§ **SHORT TASK 1**
Reproduce the audio-encoding passage, starting with "DETAILED DESCRIPTION OF" and going on through "multi-channel signal.".

§ **PASSAGE TO READ**
■ ■ ■ ■ ■
DETAILED DESCRIPTION OF THE INVENTION
FIG. 11A illustrates an embodiment of the invention having two
cascaded switches. A mono signal, a stereo signal or a
multi-channel signal is input into a switch 200. The switch 200 is
controlled by a decision stage 300. The decision stage receives, as
an input, a signal input into block 200. Alternatively, the
decision stage 300 may also receive a side information which is
included in the mono signal, the stereo signal or the multi-channel
signal or is at least associated to such a signal, where
information is existing, which was, for example, generated when
originally producing the mono signal, the stereo signal or the
multi-channel signal.
The decision stage 300 actuates the switch 200 in order to feed a
signal either in a frequency encoding portion 400 illustrated at an
upper branch of FIG. 11A or an LPC-domain encoding portion 500
illustrated at a lower branch in FIG. 11A. A key element of the
frequency domain encoding branch is a spectral conversion block 411
which is operative to convert a common preprocessing stage output
signal (as discussed later on) into a spectral domain. The spectral
conversion block may include an MDCT algorithm, a QMF, an FFT
algorithm, a Wavelet analysis or a filterbank such as a critically
sampled filterbank having a certain number of filterbank channels,
where the sub-band signals in this filterbank may be real valued
signals or complex valued signals. The output of the spectral
conversion block 411 is encoded using a spectral audio encoder 421,
which may include processing blocks as known from the AAC coding
scheme.
Generally, the processing in branch 400 is a processing in a
perception based model or information sink model. Thus, this branch
models the human auditory system receiving sound. Contrary thereto,
the processing in branch 500 is to generate a signal in the
excitation, residual or LPC domain. Generally, the processing in
branch 500 is a processing in a speech model or an information
generation model. For speech signals, this model is a model of the
human speech/sound generation system generating sound. If, however,
a sound from a different source necessitating a different sound
generation model is to be encoded, then the processing in branch
500 may be different.
In the lower encoding branch 500, a key element is an LPC device
510, which outputs an LPC information which is used for controlling
the characteristics of an LPC filter. This LPC information is
transmitted to a decoder. The LPC stage 510 output signal is an
LPC-domain signal which consists of an excitation signal and/or a
weighted signal.
The LPC device generally outputs an LPC domain signal, which can be
any signal in the LPC domain such as an excitation signal or a
weighted (TCX) signal or any other signal, which has been generated
by applying LPC filter coefficients to an audio signal.
Furthermore, an LPC device can also determine these coefficients
and can also quantize/encode these coefficients.
■ ■ ■ ■ ■
§ **SHORT TASK 2**
From the rows below, gather every line that contains the string "bubble". Case counts.
■ ■ ■ ■ ■
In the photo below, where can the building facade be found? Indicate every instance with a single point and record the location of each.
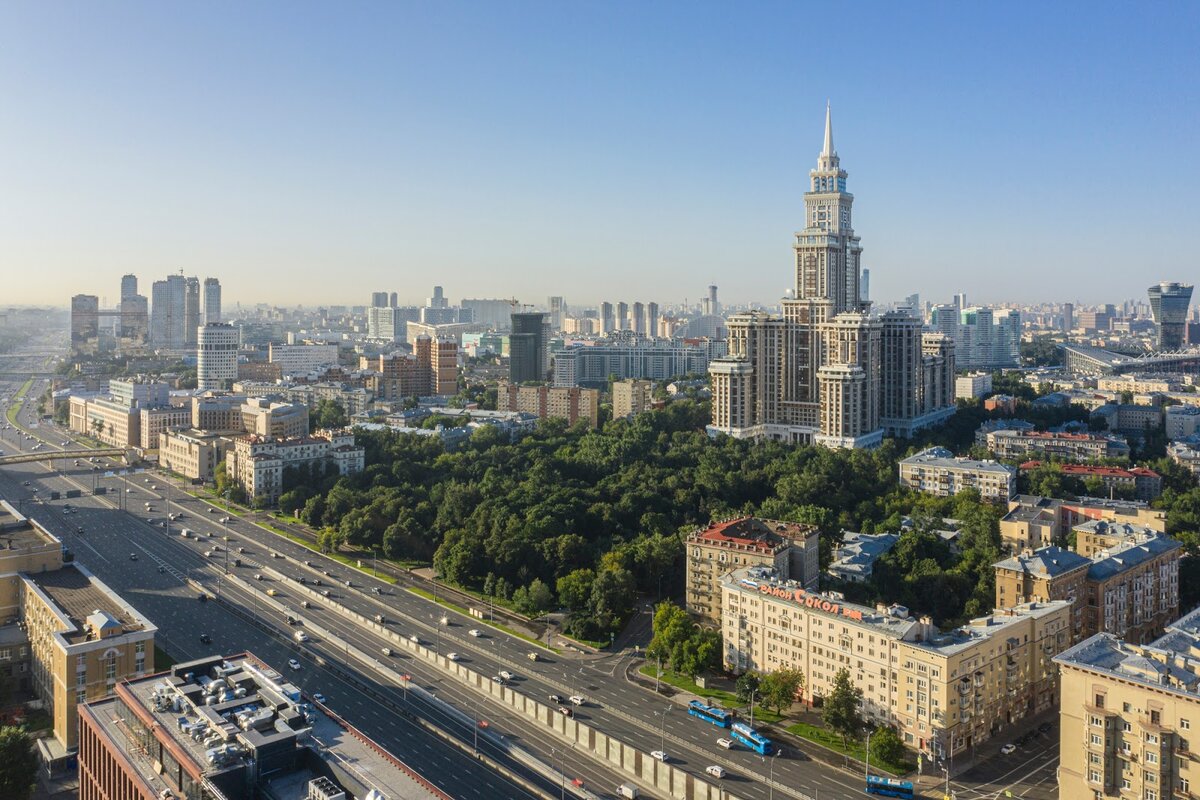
(826, 371)
(943, 692)
(789, 548)
(939, 471)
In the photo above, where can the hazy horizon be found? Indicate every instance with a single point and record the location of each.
(311, 154)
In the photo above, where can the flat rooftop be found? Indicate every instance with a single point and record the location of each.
(78, 595)
(222, 713)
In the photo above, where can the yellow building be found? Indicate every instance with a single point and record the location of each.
(1127, 715)
(942, 691)
(787, 547)
(79, 636)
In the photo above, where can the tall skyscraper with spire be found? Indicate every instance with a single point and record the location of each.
(827, 371)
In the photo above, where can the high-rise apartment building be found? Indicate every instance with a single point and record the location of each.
(211, 300)
(191, 311)
(528, 348)
(1169, 306)
(816, 373)
(216, 358)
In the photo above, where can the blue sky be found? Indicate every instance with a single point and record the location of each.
(315, 152)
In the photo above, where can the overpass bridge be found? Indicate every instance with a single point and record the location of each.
(130, 456)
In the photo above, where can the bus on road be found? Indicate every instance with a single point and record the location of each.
(751, 739)
(720, 717)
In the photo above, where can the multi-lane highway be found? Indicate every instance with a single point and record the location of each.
(615, 705)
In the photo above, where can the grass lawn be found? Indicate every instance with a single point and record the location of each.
(856, 750)
(498, 626)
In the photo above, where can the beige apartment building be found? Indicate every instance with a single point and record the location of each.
(789, 548)
(106, 420)
(1127, 716)
(936, 470)
(1131, 589)
(81, 637)
(942, 691)
(192, 453)
(631, 396)
(1033, 522)
(154, 421)
(570, 403)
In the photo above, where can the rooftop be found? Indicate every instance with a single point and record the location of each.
(233, 719)
(1044, 563)
(85, 602)
(749, 533)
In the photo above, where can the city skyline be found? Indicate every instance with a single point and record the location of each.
(564, 151)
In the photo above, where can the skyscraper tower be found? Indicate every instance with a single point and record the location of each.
(826, 371)
(191, 311)
(211, 300)
(1169, 306)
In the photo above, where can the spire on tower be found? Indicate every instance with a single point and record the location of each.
(828, 149)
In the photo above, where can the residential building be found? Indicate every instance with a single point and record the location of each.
(1169, 306)
(211, 301)
(1033, 522)
(192, 452)
(570, 403)
(1135, 482)
(631, 397)
(943, 692)
(231, 727)
(256, 463)
(936, 470)
(972, 385)
(216, 358)
(106, 420)
(826, 371)
(1127, 713)
(528, 348)
(1182, 421)
(856, 555)
(1065, 446)
(631, 356)
(1043, 575)
(154, 421)
(298, 359)
(789, 548)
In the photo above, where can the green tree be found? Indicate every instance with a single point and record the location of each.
(887, 746)
(840, 709)
(18, 763)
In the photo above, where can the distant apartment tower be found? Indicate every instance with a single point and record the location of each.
(1169, 306)
(211, 300)
(631, 397)
(191, 311)
(216, 359)
(84, 319)
(528, 348)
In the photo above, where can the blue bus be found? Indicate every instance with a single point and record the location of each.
(888, 787)
(720, 717)
(751, 739)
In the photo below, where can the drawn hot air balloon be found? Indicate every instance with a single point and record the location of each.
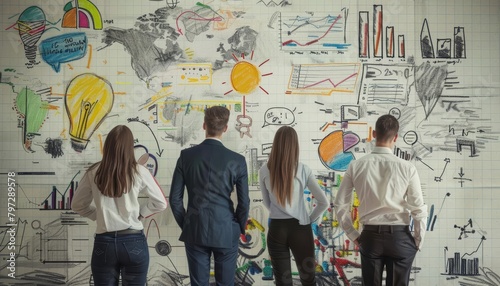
(31, 24)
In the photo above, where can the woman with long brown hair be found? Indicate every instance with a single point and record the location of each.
(282, 182)
(114, 184)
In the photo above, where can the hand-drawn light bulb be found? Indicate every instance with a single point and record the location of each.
(89, 98)
(31, 25)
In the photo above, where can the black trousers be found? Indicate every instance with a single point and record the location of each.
(389, 246)
(285, 235)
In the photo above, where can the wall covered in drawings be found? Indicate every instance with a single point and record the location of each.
(72, 70)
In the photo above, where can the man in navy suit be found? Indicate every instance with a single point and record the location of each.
(211, 225)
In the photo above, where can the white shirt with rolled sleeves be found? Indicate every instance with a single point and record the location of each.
(114, 214)
(389, 192)
(303, 179)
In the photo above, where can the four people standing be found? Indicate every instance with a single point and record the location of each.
(388, 189)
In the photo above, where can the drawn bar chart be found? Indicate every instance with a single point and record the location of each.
(323, 79)
(313, 33)
(447, 48)
(383, 38)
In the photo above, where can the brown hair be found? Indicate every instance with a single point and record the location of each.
(283, 163)
(387, 126)
(216, 118)
(115, 174)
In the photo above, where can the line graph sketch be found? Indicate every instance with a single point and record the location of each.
(323, 79)
(313, 33)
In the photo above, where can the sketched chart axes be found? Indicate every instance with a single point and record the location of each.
(323, 79)
(307, 33)
(315, 40)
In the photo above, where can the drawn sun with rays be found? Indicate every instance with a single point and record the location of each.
(245, 76)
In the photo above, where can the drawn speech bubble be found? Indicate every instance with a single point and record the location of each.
(278, 116)
(63, 48)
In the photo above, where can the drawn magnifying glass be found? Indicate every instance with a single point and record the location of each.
(36, 224)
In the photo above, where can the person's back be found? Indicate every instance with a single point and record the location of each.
(210, 224)
(389, 191)
(383, 178)
(213, 170)
(114, 185)
(282, 182)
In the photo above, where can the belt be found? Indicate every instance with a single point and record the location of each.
(386, 228)
(121, 232)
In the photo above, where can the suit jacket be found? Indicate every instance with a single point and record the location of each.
(210, 171)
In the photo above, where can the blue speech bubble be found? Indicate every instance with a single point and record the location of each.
(63, 48)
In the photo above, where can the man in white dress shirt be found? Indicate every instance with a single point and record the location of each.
(390, 196)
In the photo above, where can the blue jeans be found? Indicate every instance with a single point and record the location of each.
(114, 255)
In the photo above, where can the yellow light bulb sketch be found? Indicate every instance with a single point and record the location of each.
(89, 98)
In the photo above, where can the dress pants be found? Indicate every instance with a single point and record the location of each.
(199, 264)
(116, 255)
(285, 235)
(389, 246)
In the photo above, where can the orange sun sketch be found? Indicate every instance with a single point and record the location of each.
(245, 76)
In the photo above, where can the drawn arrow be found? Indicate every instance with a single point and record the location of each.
(461, 174)
(420, 159)
(200, 18)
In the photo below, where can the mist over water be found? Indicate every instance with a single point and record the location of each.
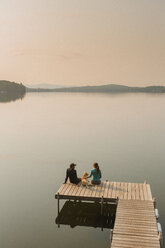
(42, 134)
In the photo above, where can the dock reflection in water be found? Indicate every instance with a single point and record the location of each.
(87, 214)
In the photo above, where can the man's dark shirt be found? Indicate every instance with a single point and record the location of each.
(72, 175)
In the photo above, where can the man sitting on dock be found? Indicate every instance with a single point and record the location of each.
(71, 173)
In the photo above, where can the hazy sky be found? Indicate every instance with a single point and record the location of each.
(77, 42)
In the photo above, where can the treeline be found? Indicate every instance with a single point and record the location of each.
(108, 88)
(7, 87)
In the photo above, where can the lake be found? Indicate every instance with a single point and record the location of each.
(43, 133)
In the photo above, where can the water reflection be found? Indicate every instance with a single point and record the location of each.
(11, 96)
(87, 214)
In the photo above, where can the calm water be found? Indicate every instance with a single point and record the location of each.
(42, 133)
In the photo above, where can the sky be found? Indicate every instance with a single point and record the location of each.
(83, 42)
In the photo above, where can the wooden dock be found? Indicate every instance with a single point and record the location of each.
(135, 223)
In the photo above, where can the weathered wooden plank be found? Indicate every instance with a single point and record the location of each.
(149, 192)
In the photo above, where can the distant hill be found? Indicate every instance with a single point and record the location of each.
(44, 86)
(108, 88)
(11, 91)
(11, 87)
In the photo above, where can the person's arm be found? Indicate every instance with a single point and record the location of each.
(67, 175)
(90, 175)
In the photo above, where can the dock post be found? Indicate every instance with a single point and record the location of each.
(101, 205)
(102, 213)
(58, 208)
(154, 201)
(161, 240)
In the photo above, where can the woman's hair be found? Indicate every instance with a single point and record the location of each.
(96, 166)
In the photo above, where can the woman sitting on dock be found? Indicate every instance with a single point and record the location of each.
(96, 173)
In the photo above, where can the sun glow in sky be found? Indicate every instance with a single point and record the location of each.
(79, 42)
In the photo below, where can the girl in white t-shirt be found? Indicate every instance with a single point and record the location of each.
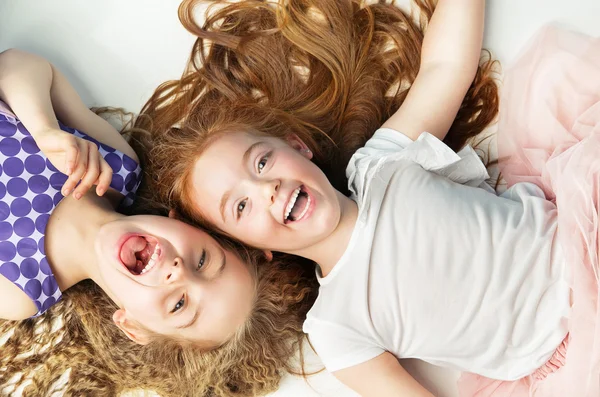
(424, 260)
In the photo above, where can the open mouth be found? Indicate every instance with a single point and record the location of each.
(139, 254)
(297, 206)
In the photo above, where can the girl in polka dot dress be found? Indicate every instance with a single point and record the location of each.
(56, 229)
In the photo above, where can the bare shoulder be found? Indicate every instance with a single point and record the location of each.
(14, 303)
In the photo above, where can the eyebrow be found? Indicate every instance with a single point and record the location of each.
(189, 323)
(227, 194)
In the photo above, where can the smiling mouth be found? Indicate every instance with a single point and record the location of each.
(140, 254)
(297, 206)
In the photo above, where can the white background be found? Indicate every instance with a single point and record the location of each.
(116, 52)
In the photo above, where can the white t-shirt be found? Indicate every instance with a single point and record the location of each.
(440, 269)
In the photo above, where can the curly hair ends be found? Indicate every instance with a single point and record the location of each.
(330, 71)
(78, 335)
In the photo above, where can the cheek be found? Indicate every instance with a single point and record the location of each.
(142, 302)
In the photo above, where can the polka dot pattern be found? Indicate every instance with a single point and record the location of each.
(29, 191)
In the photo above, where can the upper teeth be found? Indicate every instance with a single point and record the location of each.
(291, 203)
(152, 260)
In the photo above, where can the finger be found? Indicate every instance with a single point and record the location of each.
(79, 169)
(71, 154)
(91, 173)
(105, 177)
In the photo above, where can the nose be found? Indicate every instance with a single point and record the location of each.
(174, 272)
(270, 189)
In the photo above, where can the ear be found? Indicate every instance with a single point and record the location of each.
(130, 328)
(298, 144)
(268, 255)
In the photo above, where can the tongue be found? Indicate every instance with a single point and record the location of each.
(129, 249)
(299, 206)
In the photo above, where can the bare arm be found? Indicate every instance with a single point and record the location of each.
(38, 93)
(449, 60)
(382, 376)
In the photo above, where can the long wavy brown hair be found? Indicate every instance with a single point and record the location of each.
(329, 71)
(77, 341)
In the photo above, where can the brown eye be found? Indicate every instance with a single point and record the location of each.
(241, 207)
(202, 260)
(179, 304)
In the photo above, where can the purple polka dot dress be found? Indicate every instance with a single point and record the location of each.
(29, 191)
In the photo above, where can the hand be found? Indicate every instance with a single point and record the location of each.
(78, 158)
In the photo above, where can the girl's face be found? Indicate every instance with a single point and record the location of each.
(265, 192)
(173, 279)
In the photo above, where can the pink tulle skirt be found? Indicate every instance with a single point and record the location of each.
(549, 134)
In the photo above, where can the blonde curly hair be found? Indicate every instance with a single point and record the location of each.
(78, 335)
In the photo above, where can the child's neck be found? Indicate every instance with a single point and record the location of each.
(329, 251)
(71, 234)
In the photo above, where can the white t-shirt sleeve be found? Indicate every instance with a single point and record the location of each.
(464, 167)
(339, 347)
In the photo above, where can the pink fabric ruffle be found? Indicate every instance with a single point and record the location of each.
(549, 134)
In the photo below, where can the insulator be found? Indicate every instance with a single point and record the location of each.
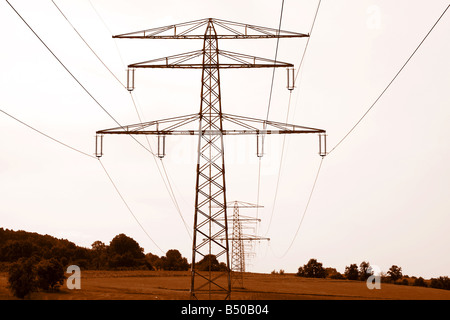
(290, 78)
(260, 145)
(161, 146)
(130, 79)
(98, 145)
(322, 144)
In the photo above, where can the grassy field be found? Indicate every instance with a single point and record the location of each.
(165, 285)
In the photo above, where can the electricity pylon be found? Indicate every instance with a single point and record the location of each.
(238, 240)
(210, 124)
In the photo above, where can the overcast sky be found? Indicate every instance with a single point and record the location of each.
(381, 196)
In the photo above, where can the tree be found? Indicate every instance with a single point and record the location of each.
(313, 269)
(210, 263)
(395, 273)
(154, 262)
(351, 272)
(174, 261)
(122, 244)
(22, 277)
(420, 282)
(99, 250)
(50, 274)
(364, 271)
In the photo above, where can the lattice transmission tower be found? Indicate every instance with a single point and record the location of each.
(239, 239)
(210, 124)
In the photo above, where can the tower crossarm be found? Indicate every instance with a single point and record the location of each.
(224, 29)
(193, 60)
(232, 125)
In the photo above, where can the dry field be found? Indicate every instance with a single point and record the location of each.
(165, 285)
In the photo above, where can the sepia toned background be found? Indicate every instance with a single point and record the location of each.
(381, 196)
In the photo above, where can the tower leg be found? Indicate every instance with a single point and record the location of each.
(210, 278)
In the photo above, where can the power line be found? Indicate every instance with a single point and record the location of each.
(305, 210)
(92, 50)
(128, 207)
(268, 108)
(75, 78)
(318, 171)
(167, 184)
(389, 84)
(46, 135)
(287, 116)
(276, 55)
(88, 155)
(307, 41)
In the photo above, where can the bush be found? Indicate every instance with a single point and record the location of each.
(351, 272)
(419, 282)
(313, 269)
(22, 277)
(50, 275)
(440, 283)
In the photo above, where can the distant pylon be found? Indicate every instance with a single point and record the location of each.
(238, 251)
(210, 219)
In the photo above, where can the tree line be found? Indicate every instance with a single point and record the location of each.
(315, 269)
(123, 252)
(38, 262)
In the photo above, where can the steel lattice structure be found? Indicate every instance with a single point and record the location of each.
(210, 124)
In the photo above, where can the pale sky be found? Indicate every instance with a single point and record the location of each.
(382, 195)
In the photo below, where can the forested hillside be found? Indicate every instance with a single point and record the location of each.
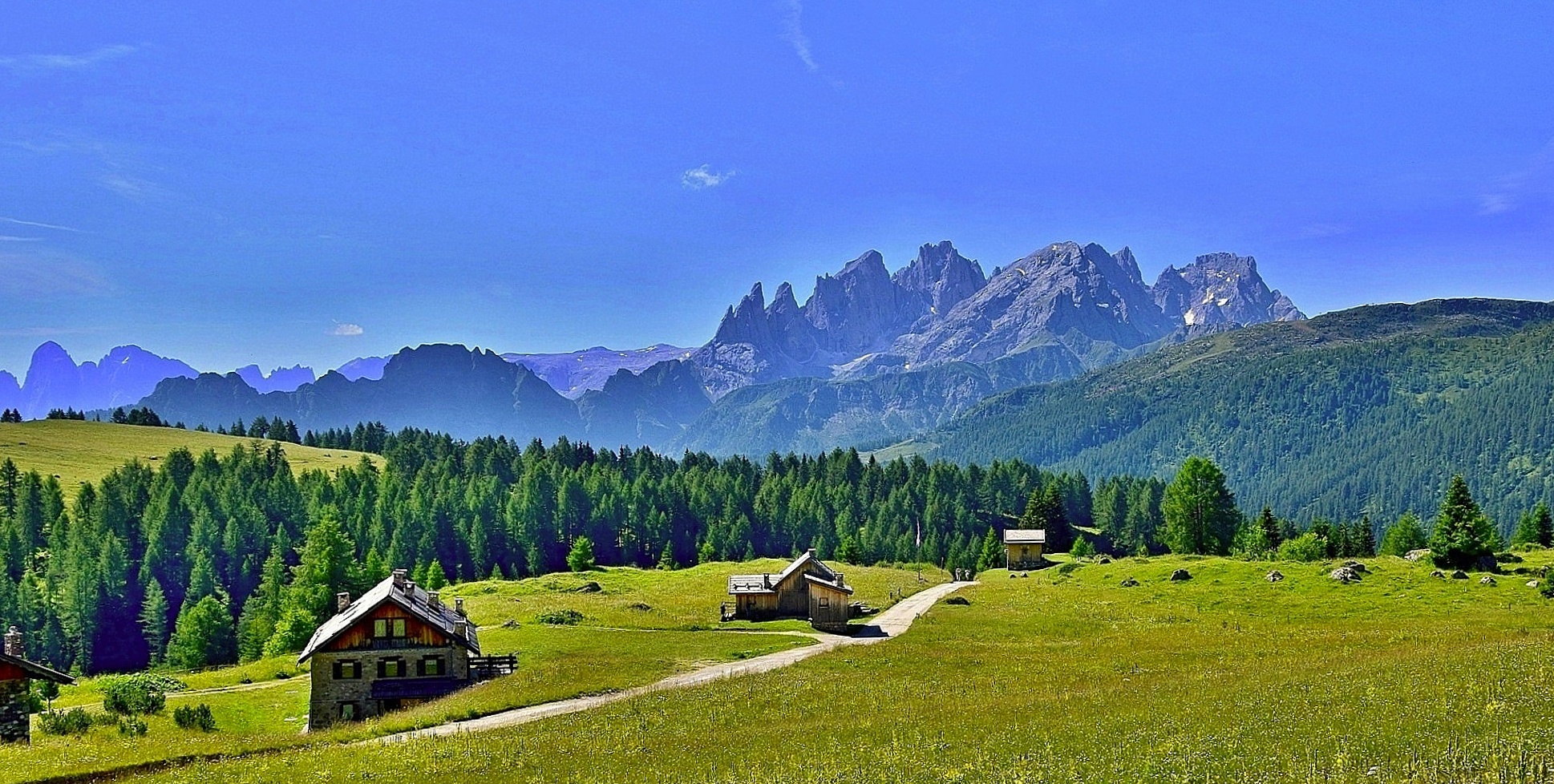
(212, 558)
(1366, 410)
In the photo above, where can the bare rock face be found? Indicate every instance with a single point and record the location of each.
(1222, 289)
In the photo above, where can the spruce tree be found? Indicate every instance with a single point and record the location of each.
(1463, 535)
(1200, 510)
(154, 621)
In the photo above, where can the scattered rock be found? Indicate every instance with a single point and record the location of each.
■ ■ ■ ■ ■
§ **TASK ANSWER 1**
DETAILED DESCRIPTION OF THE INVENTION
FIG. 11A illustrates an embodiment of the invention having two
cascaded switches. A mono signal, a stereo signal or a
multi-channel signal is input into a switch 200. The switch 200 is
controlled by a decision stage 300. The decision stage receives, as
an input, a signal input into block 200. Alternatively, the
decision stage 300 may also receive a side information which is
included in the mono signal, the stereo signal or the multi-channel
signal or is at least associated to such a signal, where
information is existing, which was, for example, generated when
originally producing the mono signal, the stereo signal or the
multi-channel signal.

§ **TASK ANSWER 2**
In the photo above, where can the drawn speech bubble be found? Indicate every instance with a single point and record the location of each.
In the photo above, where can the blue speech bubble be found? Indicate every instance with a single point and record the location of each.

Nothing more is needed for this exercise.